_Task requirements_
Count the lines in the data below that contain the string "stem". Reply with the number alone.
★ ★ ★ ★ ★
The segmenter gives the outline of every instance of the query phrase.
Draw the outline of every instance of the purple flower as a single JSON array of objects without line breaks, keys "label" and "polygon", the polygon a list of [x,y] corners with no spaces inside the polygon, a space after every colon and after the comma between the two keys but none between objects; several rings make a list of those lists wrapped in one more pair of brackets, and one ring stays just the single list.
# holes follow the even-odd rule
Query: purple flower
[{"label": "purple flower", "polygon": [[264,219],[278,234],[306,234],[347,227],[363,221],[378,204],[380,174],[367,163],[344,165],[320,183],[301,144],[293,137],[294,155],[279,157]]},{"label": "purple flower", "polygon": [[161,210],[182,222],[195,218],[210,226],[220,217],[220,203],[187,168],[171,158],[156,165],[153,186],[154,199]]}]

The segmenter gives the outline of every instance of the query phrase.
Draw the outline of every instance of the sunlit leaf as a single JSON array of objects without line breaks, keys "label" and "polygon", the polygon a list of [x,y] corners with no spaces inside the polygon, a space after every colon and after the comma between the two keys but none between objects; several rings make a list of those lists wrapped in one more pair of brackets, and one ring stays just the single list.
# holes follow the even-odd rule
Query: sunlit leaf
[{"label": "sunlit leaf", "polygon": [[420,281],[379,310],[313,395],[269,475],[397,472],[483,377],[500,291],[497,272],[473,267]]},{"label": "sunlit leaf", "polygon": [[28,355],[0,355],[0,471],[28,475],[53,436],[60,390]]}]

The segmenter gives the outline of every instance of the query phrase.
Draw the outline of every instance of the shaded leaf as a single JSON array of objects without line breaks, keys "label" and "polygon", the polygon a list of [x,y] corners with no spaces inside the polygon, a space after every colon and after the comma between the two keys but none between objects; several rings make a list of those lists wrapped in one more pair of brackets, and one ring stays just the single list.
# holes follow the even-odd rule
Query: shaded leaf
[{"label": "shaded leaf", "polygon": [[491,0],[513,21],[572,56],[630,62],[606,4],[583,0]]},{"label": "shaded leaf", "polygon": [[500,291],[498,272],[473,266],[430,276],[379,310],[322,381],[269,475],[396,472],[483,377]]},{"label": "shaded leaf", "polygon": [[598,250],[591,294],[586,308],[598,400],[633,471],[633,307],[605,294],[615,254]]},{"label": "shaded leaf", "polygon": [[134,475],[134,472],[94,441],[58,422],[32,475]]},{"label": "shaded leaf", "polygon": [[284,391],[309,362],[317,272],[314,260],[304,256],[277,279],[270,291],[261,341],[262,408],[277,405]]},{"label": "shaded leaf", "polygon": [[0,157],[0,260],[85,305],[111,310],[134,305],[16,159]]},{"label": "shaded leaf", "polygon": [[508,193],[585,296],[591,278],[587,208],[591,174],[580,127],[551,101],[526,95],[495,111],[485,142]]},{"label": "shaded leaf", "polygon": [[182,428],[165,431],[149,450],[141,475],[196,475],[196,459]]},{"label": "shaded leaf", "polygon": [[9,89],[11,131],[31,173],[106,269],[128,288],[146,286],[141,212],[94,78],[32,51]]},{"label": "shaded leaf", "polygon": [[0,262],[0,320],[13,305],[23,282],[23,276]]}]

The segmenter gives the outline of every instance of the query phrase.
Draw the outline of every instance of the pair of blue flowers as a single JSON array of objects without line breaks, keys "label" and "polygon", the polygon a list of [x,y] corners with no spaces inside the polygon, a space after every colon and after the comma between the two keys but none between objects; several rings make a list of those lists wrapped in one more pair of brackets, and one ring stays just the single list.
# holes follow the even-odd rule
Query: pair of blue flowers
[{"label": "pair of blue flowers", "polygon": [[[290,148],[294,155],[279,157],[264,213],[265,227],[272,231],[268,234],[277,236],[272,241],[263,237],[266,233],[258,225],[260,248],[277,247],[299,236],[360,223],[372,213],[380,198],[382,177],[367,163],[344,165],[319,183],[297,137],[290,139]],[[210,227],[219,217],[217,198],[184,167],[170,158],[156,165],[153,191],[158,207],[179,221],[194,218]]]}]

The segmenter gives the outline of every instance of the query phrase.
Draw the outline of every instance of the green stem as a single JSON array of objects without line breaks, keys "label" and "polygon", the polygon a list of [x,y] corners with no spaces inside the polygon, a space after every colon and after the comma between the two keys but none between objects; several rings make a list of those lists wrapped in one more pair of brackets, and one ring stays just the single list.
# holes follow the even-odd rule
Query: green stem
★ ★ ★ ★ ★
_Exercise output_
2